The request: In the records below, copy out the lines from the one containing "Every instance of the backpack" through the one containing "(1221, 691)", keeping both of those lines and reproducing every character unchanged.

Data entries:
------------

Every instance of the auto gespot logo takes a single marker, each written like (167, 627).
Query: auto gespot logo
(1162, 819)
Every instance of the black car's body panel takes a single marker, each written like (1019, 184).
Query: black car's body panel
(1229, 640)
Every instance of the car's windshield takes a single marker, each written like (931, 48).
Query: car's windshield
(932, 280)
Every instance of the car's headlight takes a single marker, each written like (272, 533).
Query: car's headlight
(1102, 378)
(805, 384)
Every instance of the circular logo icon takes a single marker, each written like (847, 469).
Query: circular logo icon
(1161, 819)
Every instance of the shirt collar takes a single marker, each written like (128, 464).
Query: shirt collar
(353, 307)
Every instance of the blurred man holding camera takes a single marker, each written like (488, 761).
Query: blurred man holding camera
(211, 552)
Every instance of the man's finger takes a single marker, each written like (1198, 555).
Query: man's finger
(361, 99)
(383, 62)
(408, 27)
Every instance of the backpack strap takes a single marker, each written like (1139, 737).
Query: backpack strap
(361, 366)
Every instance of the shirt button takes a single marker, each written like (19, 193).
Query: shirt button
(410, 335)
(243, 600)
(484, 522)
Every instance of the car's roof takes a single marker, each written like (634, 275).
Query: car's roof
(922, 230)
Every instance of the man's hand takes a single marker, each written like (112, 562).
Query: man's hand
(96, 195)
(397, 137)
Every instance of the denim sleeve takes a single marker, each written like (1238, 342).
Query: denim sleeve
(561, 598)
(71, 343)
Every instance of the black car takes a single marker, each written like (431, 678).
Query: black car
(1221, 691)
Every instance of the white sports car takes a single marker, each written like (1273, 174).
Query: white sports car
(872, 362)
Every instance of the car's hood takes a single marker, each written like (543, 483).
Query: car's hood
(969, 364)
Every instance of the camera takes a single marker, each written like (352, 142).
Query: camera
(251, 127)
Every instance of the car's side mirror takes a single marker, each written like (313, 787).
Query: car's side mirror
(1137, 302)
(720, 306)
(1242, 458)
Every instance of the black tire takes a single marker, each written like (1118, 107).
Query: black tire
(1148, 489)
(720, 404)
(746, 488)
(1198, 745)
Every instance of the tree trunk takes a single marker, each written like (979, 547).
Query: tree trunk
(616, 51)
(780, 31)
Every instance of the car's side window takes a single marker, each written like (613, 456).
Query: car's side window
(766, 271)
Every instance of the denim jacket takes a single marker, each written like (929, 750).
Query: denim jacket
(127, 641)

------------

Result of the exercise:
Every instance of the backpack strap takes a single marker, each written like (1139, 737).
Query: backpack strap
(361, 366)
Every instance of the shirt button takes a single marker, each written like (19, 193).
Query: shirt button
(410, 335)
(243, 600)
(484, 522)
Every instance of the car's roof takes a single marker, each written like (634, 275).
Query: car's roof
(922, 230)
Every instance of the man's hand takes a single marker, each written like (112, 562).
Query: man's hand
(96, 195)
(397, 137)
Every instance of the denim sleeve takes a single marker, each written like (1238, 342).
Query: denim sleeve
(561, 598)
(71, 343)
Every instance of the black car takes a single marker, each written like (431, 678).
Query: black car
(1221, 691)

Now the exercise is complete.